- **SET PROBLEM**:
Retype the lines below word for word, from the line that contains "A rule for this batch: each instance of the large" through the line that contains "column 47, row 92", including both of those lines.

- **RECORDS PROVIDED**:
================
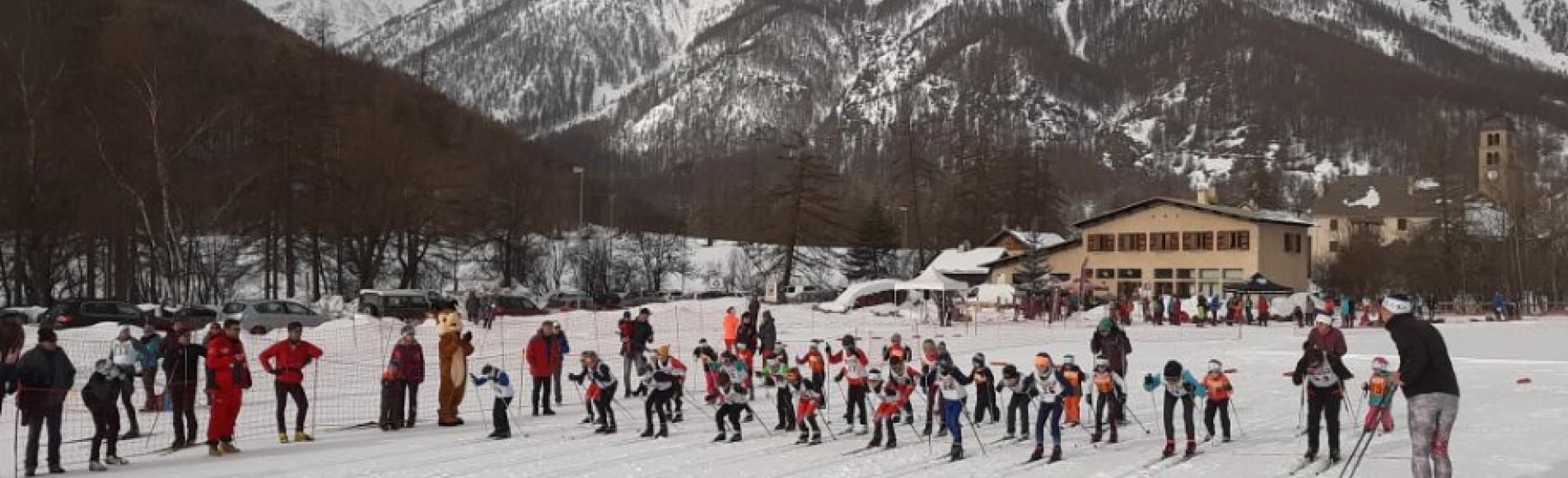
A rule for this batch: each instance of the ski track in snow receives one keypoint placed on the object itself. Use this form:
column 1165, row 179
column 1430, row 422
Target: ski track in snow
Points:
column 1488, row 356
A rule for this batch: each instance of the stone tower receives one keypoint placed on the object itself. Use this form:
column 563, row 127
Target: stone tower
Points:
column 1496, row 159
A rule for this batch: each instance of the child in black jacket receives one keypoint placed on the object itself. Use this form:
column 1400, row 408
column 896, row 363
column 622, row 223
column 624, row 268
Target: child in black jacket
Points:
column 99, row 396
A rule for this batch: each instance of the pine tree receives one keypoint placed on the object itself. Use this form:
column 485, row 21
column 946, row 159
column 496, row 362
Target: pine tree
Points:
column 875, row 239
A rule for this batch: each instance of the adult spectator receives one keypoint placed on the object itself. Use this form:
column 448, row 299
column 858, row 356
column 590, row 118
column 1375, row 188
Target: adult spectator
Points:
column 44, row 378
column 180, row 363
column 634, row 349
column 1112, row 344
column 544, row 358
column 228, row 377
column 1327, row 337
column 147, row 351
column 1426, row 373
column 409, row 358
column 124, row 356
column 286, row 361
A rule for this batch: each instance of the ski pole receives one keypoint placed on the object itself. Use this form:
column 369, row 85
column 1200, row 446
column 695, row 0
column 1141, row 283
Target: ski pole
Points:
column 1236, row 411
column 1136, row 419
column 974, row 430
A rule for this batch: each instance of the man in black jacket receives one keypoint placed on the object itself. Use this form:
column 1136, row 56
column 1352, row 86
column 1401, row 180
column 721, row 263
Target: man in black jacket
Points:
column 1426, row 372
column 180, row 363
column 44, row 375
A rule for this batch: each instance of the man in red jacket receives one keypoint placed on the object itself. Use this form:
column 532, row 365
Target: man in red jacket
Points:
column 544, row 356
column 286, row 361
column 229, row 377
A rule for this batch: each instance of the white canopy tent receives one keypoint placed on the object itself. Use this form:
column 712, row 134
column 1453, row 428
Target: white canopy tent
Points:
column 931, row 281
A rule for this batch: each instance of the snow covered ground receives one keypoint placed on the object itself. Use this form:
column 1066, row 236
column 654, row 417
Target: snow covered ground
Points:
column 1504, row 429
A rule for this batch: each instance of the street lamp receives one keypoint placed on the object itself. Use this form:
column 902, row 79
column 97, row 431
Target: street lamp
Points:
column 581, row 182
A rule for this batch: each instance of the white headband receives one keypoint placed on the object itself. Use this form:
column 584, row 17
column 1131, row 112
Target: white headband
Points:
column 1398, row 306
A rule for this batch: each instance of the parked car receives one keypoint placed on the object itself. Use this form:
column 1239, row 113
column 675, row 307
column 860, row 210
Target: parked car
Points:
column 516, row 306
column 88, row 312
column 570, row 300
column 399, row 302
column 265, row 316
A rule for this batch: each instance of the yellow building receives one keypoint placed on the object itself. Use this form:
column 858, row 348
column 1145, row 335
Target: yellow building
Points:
column 1178, row 246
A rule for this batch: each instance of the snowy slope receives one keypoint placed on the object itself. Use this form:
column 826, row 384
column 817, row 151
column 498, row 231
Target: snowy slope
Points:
column 1488, row 358
column 343, row 19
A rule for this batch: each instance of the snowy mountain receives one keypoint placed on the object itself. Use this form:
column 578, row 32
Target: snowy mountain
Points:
column 1188, row 85
column 336, row 19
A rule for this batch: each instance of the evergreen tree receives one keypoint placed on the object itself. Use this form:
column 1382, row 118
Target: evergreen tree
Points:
column 875, row 240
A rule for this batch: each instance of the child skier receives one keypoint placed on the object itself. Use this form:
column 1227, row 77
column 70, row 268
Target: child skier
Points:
column 784, row 400
column 1110, row 394
column 1219, row 387
column 855, row 363
column 601, row 389
column 929, row 354
column 1179, row 386
column 894, row 397
column 819, row 370
column 985, row 392
column 99, row 397
column 733, row 398
column 707, row 359
column 1323, row 378
column 501, row 384
column 1380, row 403
column 662, row 387
column 806, row 398
column 1073, row 377
column 1018, row 400
column 670, row 366
column 952, row 386
column 1049, row 389
column 391, row 398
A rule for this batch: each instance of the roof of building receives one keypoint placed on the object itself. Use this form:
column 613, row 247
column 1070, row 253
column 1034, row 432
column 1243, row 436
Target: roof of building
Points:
column 1030, row 239
column 966, row 262
column 1046, row 250
column 1233, row 212
column 1377, row 196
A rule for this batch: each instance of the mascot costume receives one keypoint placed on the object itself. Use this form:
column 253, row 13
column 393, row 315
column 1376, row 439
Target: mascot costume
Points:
column 455, row 350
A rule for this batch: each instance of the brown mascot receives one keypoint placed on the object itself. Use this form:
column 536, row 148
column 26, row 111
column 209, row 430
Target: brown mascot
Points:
column 455, row 350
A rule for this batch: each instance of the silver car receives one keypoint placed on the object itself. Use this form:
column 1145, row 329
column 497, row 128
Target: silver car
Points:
column 270, row 314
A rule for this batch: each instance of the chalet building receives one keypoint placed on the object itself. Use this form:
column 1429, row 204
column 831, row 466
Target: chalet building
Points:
column 1391, row 209
column 1176, row 246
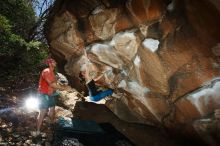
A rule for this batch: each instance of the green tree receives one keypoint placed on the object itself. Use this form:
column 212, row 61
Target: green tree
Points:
column 19, row 54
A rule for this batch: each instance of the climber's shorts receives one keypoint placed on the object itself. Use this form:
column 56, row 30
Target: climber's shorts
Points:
column 101, row 95
column 46, row 101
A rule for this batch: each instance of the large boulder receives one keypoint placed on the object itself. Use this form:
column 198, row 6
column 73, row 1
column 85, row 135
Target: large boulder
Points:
column 159, row 54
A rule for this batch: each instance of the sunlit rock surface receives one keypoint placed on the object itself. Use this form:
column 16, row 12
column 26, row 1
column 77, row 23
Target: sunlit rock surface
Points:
column 163, row 56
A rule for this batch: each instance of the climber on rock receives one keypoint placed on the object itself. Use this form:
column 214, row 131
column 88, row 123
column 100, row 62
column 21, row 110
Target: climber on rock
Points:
column 47, row 92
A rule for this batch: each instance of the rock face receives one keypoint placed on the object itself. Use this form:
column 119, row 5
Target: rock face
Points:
column 158, row 53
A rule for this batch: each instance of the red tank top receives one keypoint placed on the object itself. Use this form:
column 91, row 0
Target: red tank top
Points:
column 43, row 85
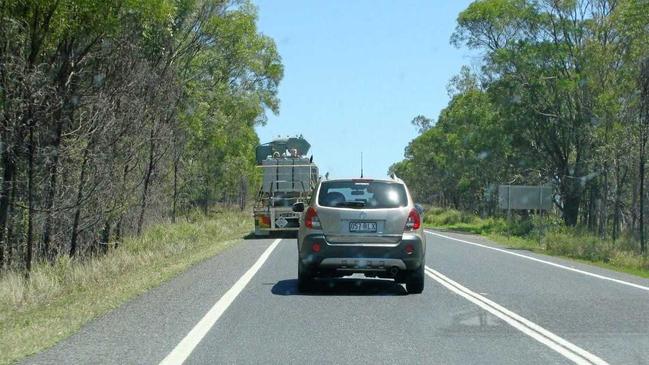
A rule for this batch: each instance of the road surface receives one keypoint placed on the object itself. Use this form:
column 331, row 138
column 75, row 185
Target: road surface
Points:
column 481, row 305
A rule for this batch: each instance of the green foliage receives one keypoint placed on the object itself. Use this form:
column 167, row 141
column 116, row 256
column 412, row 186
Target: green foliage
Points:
column 547, row 235
column 555, row 101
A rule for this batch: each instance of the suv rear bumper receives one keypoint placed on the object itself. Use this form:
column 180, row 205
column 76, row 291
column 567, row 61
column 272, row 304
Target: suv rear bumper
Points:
column 361, row 258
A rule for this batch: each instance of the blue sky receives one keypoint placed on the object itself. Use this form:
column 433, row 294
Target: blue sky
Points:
column 357, row 72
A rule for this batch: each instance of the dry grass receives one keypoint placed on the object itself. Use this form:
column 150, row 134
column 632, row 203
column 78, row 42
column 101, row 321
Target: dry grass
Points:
column 58, row 299
column 556, row 239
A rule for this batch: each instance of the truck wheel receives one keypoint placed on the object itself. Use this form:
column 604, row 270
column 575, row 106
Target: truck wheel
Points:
column 415, row 281
column 261, row 233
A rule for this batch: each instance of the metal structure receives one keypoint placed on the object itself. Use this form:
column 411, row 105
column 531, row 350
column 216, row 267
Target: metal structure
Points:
column 525, row 197
column 288, row 177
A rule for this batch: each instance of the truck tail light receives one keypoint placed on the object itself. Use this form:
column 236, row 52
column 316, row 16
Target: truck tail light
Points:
column 311, row 219
column 414, row 221
column 264, row 221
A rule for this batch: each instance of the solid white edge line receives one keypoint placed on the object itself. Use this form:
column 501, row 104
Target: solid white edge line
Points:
column 565, row 344
column 602, row 277
column 182, row 351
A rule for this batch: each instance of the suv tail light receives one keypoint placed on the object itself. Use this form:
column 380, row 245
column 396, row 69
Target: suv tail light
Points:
column 414, row 221
column 311, row 219
column 264, row 221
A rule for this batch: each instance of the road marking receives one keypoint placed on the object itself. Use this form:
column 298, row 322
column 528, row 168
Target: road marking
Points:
column 563, row 347
column 182, row 351
column 602, row 277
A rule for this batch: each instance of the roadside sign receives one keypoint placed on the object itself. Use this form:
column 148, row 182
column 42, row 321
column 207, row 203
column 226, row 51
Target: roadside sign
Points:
column 524, row 197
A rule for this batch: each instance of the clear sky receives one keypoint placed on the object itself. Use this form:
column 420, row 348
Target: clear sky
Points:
column 357, row 72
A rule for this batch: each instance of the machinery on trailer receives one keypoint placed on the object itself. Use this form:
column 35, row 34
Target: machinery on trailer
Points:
column 288, row 177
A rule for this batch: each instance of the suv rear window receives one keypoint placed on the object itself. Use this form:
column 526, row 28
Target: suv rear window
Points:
column 362, row 194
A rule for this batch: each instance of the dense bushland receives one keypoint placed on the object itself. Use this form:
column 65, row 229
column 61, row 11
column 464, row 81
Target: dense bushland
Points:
column 116, row 114
column 560, row 97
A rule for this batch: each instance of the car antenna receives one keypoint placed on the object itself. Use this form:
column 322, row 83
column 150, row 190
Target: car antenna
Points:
column 361, row 165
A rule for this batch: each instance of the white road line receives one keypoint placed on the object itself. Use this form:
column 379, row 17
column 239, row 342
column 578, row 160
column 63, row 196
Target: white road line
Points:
column 602, row 277
column 182, row 351
column 556, row 343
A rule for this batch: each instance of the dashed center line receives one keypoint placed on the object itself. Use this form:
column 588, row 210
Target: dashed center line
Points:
column 563, row 347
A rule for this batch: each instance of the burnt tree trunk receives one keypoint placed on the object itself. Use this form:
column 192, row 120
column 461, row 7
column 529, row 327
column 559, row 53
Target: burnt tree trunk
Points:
column 147, row 180
column 77, row 213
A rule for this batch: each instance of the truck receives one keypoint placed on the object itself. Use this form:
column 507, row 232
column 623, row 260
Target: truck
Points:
column 288, row 177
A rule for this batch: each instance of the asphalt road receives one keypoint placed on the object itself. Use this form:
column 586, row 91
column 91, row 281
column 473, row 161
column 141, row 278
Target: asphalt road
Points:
column 480, row 306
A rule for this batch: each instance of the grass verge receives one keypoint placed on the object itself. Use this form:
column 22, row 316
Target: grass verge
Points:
column 58, row 299
column 548, row 236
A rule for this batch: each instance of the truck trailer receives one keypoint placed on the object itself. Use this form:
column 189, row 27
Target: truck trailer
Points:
column 288, row 177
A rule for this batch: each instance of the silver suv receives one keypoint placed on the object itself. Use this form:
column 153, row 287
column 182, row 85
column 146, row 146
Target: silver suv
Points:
column 361, row 226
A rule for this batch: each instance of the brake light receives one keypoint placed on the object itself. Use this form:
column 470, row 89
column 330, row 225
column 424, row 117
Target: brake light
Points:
column 410, row 248
column 311, row 219
column 414, row 221
column 264, row 221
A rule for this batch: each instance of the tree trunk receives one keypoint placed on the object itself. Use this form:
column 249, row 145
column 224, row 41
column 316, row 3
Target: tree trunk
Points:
column 30, row 203
column 147, row 179
column 77, row 213
column 9, row 171
column 10, row 235
column 50, row 192
column 175, row 193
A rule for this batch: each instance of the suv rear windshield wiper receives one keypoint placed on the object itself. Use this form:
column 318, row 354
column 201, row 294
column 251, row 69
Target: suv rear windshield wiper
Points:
column 351, row 204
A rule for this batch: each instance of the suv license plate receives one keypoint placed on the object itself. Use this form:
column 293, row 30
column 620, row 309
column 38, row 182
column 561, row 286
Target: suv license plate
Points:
column 362, row 226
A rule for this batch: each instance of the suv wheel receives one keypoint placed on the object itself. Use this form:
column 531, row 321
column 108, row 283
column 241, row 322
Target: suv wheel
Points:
column 304, row 279
column 415, row 281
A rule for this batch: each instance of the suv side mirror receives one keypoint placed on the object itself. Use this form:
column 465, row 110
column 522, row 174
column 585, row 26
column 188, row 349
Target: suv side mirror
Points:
column 420, row 209
column 298, row 207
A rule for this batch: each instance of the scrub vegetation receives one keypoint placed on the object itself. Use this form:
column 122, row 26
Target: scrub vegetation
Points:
column 119, row 114
column 560, row 97
column 59, row 297
column 545, row 235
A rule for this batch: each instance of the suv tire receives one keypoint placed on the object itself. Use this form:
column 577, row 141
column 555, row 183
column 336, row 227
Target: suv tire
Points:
column 415, row 281
column 304, row 279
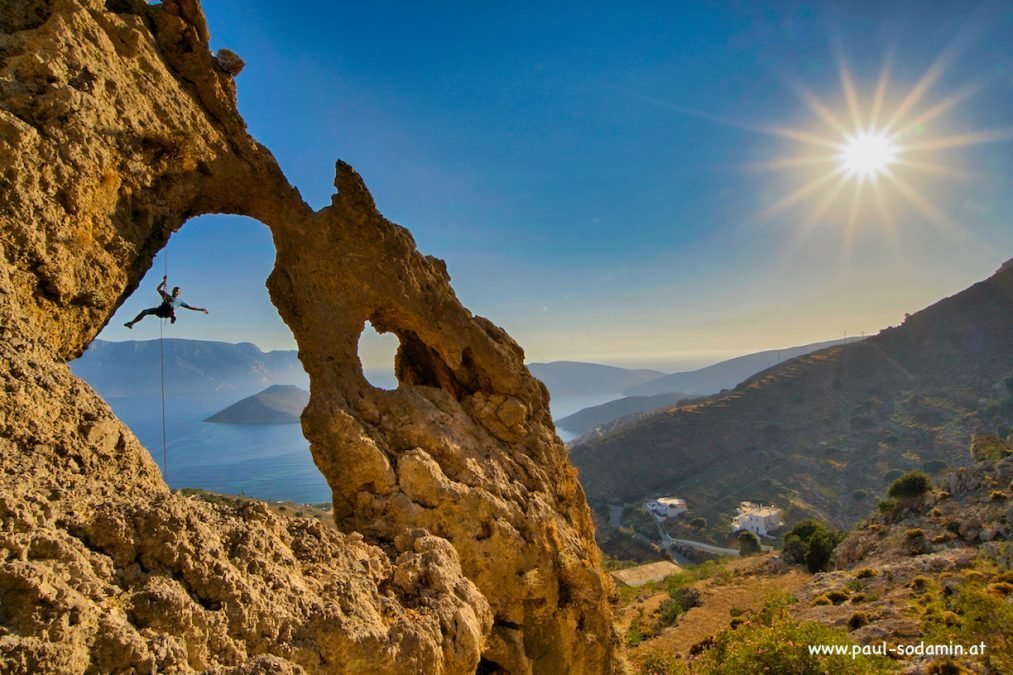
================
- **EXERCISE OUTPUT**:
A rule for this batch: each instance of the large boulder receives one keypoint placed on the object itself. Use this form:
column 198, row 6
column 73, row 1
column 85, row 135
Target: large boulder
Points:
column 159, row 54
A rule for this batch: each instance of the sunlit rock surface receives one keypoint placed on the object itself. Use this form:
column 16, row 12
column 26, row 1
column 77, row 23
Target: sunlit rock surface
Points:
column 163, row 56
A rule for this batch: each instance of the climber on rock receives one keypoint placed on the object itself. Use this form:
column 214, row 131
column 88, row 123
column 100, row 62
column 21, row 110
Target: climber on rock
Points:
column 47, row 92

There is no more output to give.